AIM OF THE TASK » Would you reproduce the whole listing below without altering a single word?

Content starts

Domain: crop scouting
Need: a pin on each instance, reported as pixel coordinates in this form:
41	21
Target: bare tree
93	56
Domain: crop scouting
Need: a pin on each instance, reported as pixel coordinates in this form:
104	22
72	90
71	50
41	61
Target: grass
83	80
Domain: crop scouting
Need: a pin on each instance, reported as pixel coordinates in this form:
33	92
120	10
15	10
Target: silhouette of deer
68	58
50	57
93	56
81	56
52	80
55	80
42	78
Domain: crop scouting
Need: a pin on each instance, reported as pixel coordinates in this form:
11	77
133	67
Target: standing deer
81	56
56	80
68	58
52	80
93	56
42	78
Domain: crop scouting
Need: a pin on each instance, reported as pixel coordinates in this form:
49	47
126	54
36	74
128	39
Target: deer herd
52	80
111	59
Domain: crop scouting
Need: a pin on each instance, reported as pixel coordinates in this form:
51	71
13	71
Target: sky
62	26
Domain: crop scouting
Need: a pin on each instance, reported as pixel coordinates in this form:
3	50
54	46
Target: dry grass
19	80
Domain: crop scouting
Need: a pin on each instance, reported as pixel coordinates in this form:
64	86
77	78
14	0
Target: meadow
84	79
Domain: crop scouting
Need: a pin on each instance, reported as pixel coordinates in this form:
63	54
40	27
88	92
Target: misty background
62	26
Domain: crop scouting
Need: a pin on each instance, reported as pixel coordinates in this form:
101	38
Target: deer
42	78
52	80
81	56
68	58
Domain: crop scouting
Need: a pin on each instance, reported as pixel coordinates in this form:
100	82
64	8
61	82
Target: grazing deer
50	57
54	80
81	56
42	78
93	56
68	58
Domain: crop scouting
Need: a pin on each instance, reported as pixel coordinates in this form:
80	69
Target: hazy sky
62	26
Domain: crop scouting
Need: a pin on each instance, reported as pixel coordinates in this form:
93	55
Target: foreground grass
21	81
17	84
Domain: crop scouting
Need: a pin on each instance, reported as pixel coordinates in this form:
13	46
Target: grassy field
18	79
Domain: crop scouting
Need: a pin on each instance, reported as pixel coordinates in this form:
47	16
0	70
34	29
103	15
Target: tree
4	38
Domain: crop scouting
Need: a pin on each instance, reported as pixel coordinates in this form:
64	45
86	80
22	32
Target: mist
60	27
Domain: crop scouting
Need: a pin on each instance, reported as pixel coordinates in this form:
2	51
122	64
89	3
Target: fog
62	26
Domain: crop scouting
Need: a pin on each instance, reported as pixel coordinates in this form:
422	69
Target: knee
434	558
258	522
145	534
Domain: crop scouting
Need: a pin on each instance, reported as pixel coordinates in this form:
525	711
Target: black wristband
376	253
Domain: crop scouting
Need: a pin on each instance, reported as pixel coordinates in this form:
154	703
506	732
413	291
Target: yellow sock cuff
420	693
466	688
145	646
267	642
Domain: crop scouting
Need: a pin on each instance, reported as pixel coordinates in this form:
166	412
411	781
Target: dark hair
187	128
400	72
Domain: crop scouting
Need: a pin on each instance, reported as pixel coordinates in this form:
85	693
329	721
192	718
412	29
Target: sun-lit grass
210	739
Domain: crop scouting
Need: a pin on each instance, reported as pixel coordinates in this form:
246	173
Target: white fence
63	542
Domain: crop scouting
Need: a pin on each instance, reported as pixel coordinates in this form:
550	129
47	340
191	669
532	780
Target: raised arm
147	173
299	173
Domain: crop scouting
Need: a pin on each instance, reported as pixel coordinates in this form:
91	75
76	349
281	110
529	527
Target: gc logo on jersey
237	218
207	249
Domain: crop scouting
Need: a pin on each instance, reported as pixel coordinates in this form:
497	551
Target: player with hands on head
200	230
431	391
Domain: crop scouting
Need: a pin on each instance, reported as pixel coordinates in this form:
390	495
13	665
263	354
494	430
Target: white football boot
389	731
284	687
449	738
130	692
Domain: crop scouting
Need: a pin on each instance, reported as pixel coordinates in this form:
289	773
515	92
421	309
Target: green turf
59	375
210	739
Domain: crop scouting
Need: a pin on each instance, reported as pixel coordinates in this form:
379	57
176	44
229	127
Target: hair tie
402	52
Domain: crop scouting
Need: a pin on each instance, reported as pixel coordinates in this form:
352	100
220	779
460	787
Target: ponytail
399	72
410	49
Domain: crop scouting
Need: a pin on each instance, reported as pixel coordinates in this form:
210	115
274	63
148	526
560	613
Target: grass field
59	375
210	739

Content ends

REPLY TO THE TASK »
Domain: crop scouting
Need: a pin on each instance, reported as pixel coordinates in this form:
41	21
Target: bare tree
93	56
Domain: crop scouting
Need: a pin on each instance, reported as pixel coordinates in this form:
104	22
72	90
71	50
41	61
Target: grass
83	80
Domain: crop scouting
Need: a pin on each instance, reported as pixel coordinates in this form:
33	92
120	10
15	10
Target: silhouette of deer
68	58
50	57
93	56
81	56
52	80
55	80
42	78
Domain: crop scouting
Need: a pin on each instance, reported as pixel coordinates in this form:
11	77
133	67
Target: standing deer
81	56
56	80
68	58
52	80
93	56
42	78
Domain: crop scouting
Need: a pin on each instance, reported as pixel coordinates in this form:
49	47
126	54
36	74
128	39
Target: deer herd
52	80
111	59
Domain: crop scouting
Need: a pin on each instance, reported as pixel coordinates in this form:
51	71
13	71
Target: sky
62	26
Domain: crop scouting
Need: a pin on each instance, reported as pixel coordinates in this form:
3	50
54	46
Target: dry grass
19	80
Domain: crop scouting
Need: a pin on each instance, reported as pixel coordinates in this form:
64	86
77	78
14	0
Target: meadow
84	79
Domain: crop scouting
Need: a pin on each instance, reported as pixel coordinates in this form:
63	54
40	27
88	92
Target: misty background
62	26
Domain: crop scouting
Need: a pin on each instance, reported as pixel coordinates in this form:
101	38
Target: deer
42	78
52	80
81	56
68	58
Domain: crop scouting
Need: a pin on each instance, reported as pixel coordinates in this form:
100	82
64	8
61	82
Target: grazing deer
50	57
54	80
81	56
42	78
93	56
68	58
Domain: crop scouting
Need: a pin on each instance, reported as pixel coordinates in this form:
80	69
Target: hazy sky
62	26
Domain: crop scouting
Need: a pin on each instance, reported as pixel coordinates in this form:
93	55
Target: foreground grass
21	81
17	84
Domain: crop scouting
Need: a pin on each instance, reported as pixel coordinates in this form:
13	46
Target: grassy field
18	79
Domain: crop scouting
Need: a pin on each instance, reported as pixel coordinates in this form:
47	16
0	70
34	29
103	15
Target: tree
4	38
Domain: crop scouting
Need: a pin on each instance, reported as pixel coordinates in this form:
64	45
86	80
22	32
Target: mist
60	27
Domain: crop scouting
Need: a pin on each instance, reported as pixel coordinates in this form:
2	51
122	64
89	3
Target: fog
62	26
Domain: crop scouting
Need: a pin on each instance, reported as pixel coordinates in this form:
422	69
Target: knee
434	558
258	522
145	534
Domain: crop scouting
Need: a pin on each instance, reported as pixel coordinates in this form:
525	711
Target: black wristband
376	253
Domain: crop scouting
Need: a pin on each instance, reported as pixel coordinates in this form:
154	703
506	732
413	291
Target: yellow sock cuff
420	693
466	688
145	646
267	642
Domain: crop scouting
Need: a pin on each instance, reported as pixel coordinates in this form:
166	412
411	781
Target: dark hair
187	128
400	72
Domain: crop scouting
Need: a pin on each instance, reported as pixel coordinates in this form:
85	693
329	721
192	718
412	29
Target: sun-lit grass
210	739
Domain: crop scouting
Need: a pin on each instance, reported as pixel coordinates in this form:
246	173
Target: white fence
63	542
Domain: crop scouting
Need: a pin on each instance, reported as pixel coordinates in this form:
550	129
47	340
191	669
532	780
Target: raised arm
147	173
299	173
Domain: crop scouting
Need: a pin on each instance, reported as pixel coordinates in this form:
91	75
76	349
281	110
529	527
Target: gc logo on jersey
237	218
207	249
Domain: crop scouting
Need: a pin on each instance, reported as pixel coordinates in this form:
497	551
Target: player with hands on head
200	230
431	391
Domain: crop scouting
Need: a pin on each instance, reported as pixel coordinates in this form:
390	495
13	665
263	354
494	430
Target: white football boot
389	731
284	687
449	738
130	692
Domain: crop scouting
Need: a pin on each instance, reported as pixel coordinates in this form:
289	773
515	92
421	309
Target: green turf
59	375
210	739
Domain: crop scouting
Need: a pin on each instance, reported as pixel coordinates in this form:
379	57
176	44
229	127
Target: hair tie
402	52
Domain: crop scouting
Need: a pin on each instance, reported as pixel coordinates in this form:
352	100
220	779
460	787
Target: ponytail
399	72
410	49
Domain: crop scouting
Need: a pin on each instance, reported as pixel coordinates in this form:
210	115
274	63
148	526
560	613
Target: grass field
59	375
210	739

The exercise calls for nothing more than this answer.